● What to produce
Give back only the lines starting at the one containing "Would you do me a favor and mark the blue" and ending at the one containing "0,0,450,119", with "blue sky" changed to "clear sky" and everything else left as it is.

● Raw records
-*-*-

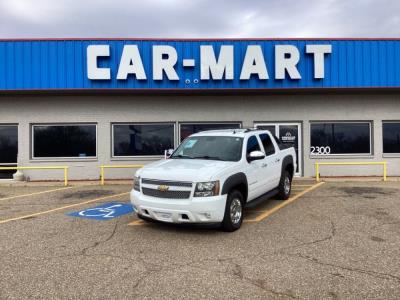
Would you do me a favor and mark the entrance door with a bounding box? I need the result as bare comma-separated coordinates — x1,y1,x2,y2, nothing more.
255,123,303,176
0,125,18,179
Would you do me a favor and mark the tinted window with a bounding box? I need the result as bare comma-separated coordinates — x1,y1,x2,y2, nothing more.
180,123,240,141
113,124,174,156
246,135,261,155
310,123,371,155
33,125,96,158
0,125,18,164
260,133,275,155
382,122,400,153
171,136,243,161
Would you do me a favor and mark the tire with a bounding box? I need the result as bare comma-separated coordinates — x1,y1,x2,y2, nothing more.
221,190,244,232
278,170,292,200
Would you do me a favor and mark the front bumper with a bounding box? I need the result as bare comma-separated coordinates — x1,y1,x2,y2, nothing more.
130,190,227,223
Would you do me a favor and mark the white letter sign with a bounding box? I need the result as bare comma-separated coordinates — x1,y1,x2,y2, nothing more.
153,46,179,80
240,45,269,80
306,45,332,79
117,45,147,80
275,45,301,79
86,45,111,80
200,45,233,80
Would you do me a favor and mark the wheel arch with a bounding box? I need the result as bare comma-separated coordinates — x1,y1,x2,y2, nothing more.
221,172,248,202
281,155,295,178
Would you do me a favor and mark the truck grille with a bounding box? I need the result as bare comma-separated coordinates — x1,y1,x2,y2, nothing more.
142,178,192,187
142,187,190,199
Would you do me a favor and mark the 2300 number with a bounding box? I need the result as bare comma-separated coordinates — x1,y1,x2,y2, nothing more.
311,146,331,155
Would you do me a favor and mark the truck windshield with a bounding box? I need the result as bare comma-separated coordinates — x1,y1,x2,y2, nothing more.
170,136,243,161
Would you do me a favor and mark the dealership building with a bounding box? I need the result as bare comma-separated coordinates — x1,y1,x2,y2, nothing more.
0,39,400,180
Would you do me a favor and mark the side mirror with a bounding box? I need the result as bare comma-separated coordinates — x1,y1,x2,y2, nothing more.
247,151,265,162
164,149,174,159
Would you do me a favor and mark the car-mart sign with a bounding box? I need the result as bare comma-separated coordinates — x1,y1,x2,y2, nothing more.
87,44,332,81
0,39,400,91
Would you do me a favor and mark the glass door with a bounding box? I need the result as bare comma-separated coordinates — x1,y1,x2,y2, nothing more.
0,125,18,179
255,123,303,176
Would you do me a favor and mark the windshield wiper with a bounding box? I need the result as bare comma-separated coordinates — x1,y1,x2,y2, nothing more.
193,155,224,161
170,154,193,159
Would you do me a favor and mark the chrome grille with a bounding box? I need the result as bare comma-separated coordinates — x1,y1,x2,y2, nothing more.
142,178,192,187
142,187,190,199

-*-*-

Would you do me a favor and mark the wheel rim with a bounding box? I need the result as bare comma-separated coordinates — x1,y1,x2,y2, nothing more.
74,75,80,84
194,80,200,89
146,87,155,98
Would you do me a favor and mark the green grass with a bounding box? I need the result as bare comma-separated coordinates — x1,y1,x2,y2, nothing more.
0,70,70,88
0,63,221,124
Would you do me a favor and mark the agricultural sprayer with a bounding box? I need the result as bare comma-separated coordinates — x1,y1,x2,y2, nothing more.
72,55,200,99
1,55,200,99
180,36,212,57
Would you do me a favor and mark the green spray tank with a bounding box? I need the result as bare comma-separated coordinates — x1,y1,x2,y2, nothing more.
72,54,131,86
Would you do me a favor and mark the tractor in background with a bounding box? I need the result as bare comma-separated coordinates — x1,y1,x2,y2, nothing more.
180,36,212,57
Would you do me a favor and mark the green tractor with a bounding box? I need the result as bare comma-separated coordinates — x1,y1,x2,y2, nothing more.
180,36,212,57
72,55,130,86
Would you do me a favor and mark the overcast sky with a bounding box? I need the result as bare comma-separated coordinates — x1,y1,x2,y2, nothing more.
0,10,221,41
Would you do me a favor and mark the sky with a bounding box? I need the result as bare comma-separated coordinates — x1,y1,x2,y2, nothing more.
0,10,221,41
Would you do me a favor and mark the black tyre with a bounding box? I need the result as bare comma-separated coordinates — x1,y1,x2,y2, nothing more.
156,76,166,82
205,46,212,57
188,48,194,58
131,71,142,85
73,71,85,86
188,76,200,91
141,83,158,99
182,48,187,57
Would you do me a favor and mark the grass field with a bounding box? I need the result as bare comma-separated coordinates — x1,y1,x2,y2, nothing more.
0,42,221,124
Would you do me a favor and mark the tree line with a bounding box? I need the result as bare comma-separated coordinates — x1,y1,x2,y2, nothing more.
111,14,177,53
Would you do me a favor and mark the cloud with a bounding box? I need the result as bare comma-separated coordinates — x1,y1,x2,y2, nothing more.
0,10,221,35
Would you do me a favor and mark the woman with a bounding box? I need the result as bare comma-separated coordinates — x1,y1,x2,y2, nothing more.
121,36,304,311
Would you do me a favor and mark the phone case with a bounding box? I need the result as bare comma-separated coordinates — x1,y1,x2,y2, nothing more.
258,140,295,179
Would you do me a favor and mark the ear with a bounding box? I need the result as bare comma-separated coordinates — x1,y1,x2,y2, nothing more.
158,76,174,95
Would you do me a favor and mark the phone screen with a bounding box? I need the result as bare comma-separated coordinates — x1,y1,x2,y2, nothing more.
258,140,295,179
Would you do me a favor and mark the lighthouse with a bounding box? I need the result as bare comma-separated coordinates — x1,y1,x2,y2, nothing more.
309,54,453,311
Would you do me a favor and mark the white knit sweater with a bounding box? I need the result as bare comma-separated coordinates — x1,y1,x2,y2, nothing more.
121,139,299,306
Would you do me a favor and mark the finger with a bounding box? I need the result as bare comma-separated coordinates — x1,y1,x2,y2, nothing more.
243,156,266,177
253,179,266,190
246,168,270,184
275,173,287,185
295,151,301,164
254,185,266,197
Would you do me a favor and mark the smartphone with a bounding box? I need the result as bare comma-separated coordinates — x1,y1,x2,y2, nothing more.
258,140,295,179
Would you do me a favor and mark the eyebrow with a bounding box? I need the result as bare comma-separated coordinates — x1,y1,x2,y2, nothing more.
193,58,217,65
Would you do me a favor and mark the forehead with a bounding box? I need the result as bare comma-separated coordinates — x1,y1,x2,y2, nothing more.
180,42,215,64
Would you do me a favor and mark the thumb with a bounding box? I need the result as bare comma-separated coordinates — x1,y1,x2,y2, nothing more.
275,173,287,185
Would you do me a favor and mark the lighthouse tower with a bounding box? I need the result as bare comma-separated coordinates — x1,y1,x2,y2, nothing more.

-*-*-

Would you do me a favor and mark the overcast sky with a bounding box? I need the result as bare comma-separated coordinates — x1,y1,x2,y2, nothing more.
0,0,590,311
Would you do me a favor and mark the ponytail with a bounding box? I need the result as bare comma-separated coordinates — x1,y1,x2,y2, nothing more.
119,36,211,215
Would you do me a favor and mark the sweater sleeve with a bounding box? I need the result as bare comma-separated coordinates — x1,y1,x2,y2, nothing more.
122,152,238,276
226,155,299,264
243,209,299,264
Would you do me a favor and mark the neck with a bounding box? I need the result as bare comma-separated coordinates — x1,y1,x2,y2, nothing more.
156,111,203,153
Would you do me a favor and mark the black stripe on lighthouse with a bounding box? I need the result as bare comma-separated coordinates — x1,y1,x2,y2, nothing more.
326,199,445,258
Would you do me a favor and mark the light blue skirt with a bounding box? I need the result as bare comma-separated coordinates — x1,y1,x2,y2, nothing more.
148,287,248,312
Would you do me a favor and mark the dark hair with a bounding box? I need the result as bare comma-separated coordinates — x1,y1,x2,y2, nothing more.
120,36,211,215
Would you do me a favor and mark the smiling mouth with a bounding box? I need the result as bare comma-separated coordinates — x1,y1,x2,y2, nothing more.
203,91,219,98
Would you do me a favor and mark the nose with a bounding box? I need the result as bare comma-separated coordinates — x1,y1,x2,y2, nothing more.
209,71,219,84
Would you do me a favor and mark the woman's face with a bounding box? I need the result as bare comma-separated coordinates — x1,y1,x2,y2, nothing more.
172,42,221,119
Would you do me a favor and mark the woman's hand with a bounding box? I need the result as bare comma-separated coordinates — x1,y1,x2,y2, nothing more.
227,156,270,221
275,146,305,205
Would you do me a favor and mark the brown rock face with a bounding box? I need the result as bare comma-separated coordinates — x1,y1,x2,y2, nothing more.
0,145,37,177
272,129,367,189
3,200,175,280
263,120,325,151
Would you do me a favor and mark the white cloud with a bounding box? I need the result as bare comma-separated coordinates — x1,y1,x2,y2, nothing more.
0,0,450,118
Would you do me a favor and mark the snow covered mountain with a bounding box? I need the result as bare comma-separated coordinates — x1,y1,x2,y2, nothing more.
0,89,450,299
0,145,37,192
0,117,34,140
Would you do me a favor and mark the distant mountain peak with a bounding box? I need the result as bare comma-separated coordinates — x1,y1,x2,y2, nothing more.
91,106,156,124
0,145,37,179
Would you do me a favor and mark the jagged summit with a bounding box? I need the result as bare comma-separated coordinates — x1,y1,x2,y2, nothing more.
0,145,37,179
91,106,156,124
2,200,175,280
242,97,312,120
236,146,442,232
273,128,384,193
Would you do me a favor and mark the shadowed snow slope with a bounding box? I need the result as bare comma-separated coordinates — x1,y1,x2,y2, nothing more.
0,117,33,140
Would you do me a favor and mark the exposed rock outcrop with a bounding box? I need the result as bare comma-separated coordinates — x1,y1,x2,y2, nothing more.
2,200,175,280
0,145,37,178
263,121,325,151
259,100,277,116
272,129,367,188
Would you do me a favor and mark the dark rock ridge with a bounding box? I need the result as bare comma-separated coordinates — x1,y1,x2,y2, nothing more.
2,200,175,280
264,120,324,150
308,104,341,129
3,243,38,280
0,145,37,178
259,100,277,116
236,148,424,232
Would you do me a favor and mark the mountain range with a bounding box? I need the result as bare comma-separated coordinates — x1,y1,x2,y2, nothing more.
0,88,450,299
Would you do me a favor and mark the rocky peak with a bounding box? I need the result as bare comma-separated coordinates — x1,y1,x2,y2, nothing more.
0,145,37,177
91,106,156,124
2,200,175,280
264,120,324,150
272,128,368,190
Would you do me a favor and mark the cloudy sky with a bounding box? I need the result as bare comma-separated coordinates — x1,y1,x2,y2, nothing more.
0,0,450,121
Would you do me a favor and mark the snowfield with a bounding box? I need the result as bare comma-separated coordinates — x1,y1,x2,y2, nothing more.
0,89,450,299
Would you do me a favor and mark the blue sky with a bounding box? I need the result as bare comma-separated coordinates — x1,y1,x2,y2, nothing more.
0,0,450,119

-*-*-

● Answer to this exercise
Would you do me a favor and mark the clear sky with a bounding box? I need the result as bare comma-separated coordinates — x1,y1,x2,y2, nothing more.
0,0,450,119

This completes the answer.